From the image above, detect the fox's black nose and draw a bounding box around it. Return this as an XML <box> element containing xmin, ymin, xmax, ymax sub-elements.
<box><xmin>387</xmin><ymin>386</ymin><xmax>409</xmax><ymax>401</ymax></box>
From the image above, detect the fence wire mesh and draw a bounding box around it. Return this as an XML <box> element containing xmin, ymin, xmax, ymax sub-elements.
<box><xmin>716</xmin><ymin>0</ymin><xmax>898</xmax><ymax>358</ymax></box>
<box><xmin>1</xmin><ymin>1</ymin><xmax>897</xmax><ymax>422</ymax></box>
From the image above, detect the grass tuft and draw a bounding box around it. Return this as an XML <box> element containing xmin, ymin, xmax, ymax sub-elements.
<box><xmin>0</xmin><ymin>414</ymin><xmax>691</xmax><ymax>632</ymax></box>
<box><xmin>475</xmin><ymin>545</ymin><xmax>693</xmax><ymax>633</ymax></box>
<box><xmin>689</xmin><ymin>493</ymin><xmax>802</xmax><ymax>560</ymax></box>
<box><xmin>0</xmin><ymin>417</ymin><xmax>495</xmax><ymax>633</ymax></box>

-*-*-

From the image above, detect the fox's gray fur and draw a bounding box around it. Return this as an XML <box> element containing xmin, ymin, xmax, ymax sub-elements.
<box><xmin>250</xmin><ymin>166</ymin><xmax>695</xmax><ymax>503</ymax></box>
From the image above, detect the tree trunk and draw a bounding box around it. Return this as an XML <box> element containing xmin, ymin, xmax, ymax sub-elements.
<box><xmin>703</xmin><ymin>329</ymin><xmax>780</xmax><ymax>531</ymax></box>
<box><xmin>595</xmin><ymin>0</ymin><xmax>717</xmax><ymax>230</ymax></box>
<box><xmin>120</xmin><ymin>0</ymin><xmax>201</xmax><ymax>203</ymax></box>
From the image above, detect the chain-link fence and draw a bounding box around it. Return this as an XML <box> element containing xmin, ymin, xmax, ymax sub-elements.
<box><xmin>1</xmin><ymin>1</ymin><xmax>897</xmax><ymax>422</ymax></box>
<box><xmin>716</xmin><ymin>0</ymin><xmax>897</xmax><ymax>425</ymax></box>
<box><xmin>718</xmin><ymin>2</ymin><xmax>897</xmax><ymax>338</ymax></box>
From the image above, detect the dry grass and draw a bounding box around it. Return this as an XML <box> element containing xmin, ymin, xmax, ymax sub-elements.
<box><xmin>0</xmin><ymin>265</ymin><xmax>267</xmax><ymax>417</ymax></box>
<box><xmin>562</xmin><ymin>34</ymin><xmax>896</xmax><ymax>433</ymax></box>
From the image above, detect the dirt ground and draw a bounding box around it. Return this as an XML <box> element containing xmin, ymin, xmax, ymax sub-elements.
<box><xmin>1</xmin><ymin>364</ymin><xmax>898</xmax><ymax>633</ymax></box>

-*-*-

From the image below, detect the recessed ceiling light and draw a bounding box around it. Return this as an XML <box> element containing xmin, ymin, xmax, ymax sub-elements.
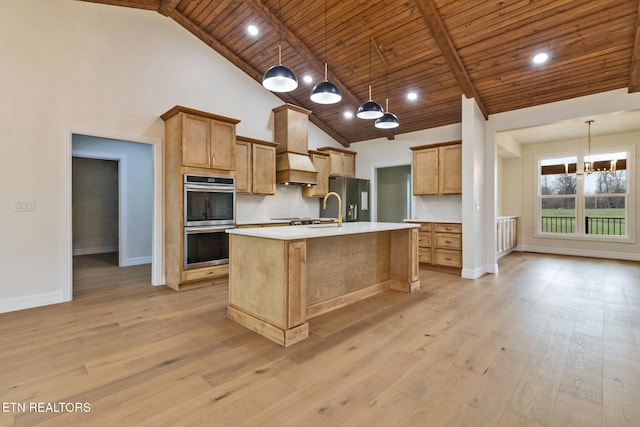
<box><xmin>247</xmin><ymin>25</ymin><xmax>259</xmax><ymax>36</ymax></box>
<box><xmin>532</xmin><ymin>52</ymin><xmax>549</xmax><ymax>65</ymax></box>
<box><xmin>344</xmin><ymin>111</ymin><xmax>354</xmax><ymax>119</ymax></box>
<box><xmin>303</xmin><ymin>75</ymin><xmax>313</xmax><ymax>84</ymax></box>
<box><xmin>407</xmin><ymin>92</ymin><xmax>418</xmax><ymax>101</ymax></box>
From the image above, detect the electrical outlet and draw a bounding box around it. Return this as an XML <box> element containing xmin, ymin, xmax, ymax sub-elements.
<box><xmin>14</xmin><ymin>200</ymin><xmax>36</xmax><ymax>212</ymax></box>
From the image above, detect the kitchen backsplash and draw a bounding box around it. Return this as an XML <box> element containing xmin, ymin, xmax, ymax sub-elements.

-*-*-

■ YOUR INSTRUCTIONS ■
In the listing above, find the line with "From the image above, detect the electrical" and the line with "From the image above, detect the kitchen"; set down exactly those two lines and every line between them, nothing more.

■ WRITTEN REPLY ■
From the image above, detect the electrical outlet and draw a bounding box around it. Return this as an XML <box> element containing xmin, ymin, xmax, ymax sub-elements.
<box><xmin>14</xmin><ymin>200</ymin><xmax>36</xmax><ymax>212</ymax></box>
From the image above, detect the kitchen backsplash and draw a bounding box around it. Return this as an XML <box> element containing xmin, ymin, xmax, ymax sub-elements.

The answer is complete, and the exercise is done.